TASKS TO COMPLETE
a. Decide whether each statement below agrees with the Lock Haven court report. Answer yes or no for (i), (ii) and (iii), and quote the deciding words of the report exactly. (i) District Judge Frank Mills concluded that the aggravated assault charge should be dismissed. (ii) Judge Craig Miller's ruling required the youngster to testify. (iii) Authorities investigated the theory that the grandmother's boyfriend caused the injuries.
b. Copy word for word the passage of the Lock Haven court report starting at "Vaughn appeared for" and ending at "youngster to testify.".

LOCK HAVEN - Keisha Cheyenne Vaughn, 28, of 4 Williamson Heights, Lock Haven, was bound over for court on charges of simple assault, endangering the welfare of children and reckless endangering of another person for the alleged burning of a child with a cigarette last summer.
Vaughn appeared for a preliminary hearing in Central District Court before District Judge Frank Mills, who concluded the most serious charge of aggravated assault should be dismissed.
The conclusion was announced after the hearing, and after a lengthy closed-door conference with Assistant District Attorney Karen Kuebler and defense attorney David Strouse.
Complicating the hearing was a "tender years motion" and hearing held earlier before Clinton County Judge Craig Miller, who ruled the youngster's testimony could be submitted for the record, without forcing the youngster to testify.
Stouse argued strongly the admitted testimony was hearsay and prevented him from the right to cross examination. He also argued the grandmother's testimony should be examined for discrepancies between what she might have said at that hearing, and in apparently conflicting statements to police and other authorities.
He also noted the grandmother's boyfriend smoked, and could have caused the injuries, a theory not investigated by the authorities.
In his closing arguments, Strouse said it was equally valid to argue that the child was alone with the grandmother 12 days after the apparent incident is alleged to have occurred, so she had opportunity to cause the injuries. Under this theory, the grandmother would have burned the child, and fearing the actions of Children and Youth, tried to cover up the crime by blaming Vaughn.

EXERCISE DATA
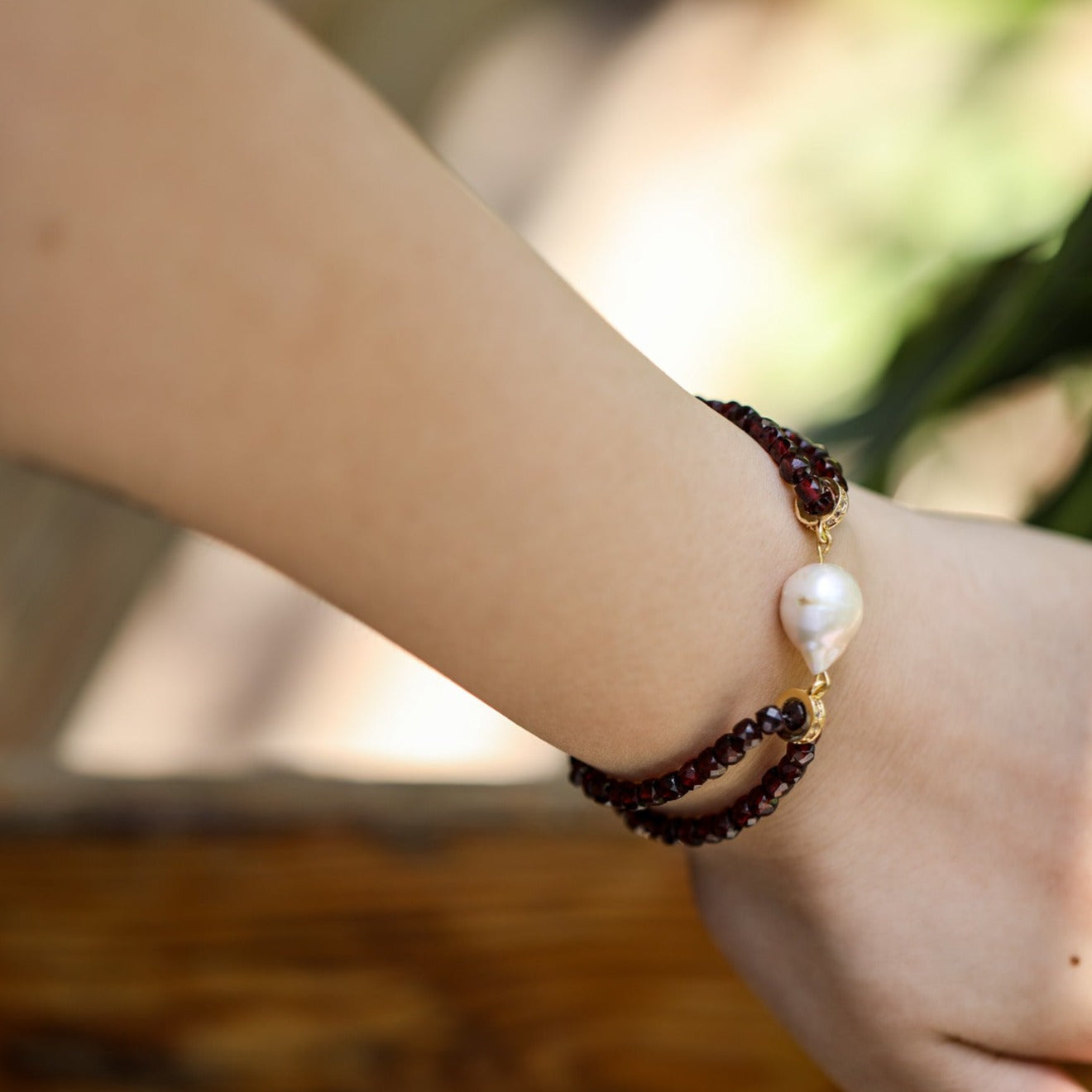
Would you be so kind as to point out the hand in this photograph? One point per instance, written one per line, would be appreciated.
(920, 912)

* * *

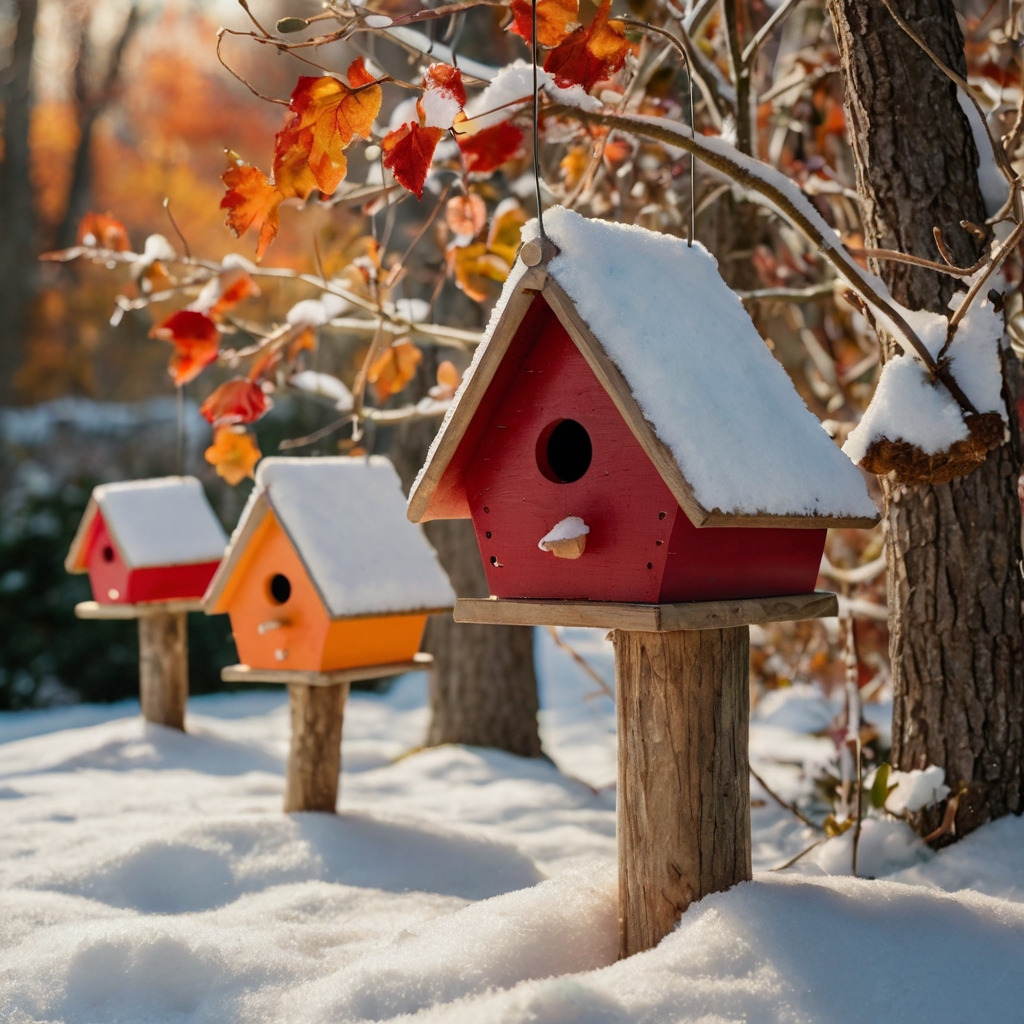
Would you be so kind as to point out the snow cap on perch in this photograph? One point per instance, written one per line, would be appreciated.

* * *

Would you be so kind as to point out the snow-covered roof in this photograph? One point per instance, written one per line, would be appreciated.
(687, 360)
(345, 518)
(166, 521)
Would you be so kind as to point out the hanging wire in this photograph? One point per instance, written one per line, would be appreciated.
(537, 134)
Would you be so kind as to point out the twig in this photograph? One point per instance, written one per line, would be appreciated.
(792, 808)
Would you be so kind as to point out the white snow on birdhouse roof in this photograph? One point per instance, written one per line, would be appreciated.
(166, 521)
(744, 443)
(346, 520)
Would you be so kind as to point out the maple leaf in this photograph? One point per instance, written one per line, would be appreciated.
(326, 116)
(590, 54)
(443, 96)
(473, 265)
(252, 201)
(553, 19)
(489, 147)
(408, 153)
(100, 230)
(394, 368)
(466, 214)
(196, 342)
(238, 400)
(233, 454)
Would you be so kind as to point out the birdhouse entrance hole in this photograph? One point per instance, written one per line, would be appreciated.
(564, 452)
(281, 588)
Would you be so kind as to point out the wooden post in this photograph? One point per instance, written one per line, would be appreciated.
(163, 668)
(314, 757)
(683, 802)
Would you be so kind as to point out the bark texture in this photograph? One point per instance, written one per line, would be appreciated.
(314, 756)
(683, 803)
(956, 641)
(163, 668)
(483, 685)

RESULTS IN ORDER
a.
(i) Yes: "who concluded the most serious charge of aggravated assault should be dismissed."
(ii) No: "ruled the youngster's testimony could be submitted for the record, without forcing the youngster to testify."
(iii) No: "a theory not investigated by the authorities."

b.
Vaughn appeared for a preliminary hearing in Central District Court before District Judge Frank Mills, who concluded the most serious charge of aggravated assault should be dismissed.
The conclusion was announced after the hearing, and after a lengthy closed-door conference with Assistant District Attorney Karen Kuebler and defense attorney David Strouse.
Complicating the hearing was a "tender years motion" and hearing held earlier before Clinton County Judge Craig Miller, who ruled the youngster's testimony could be submitted for the record, without forcing the youngster to testify.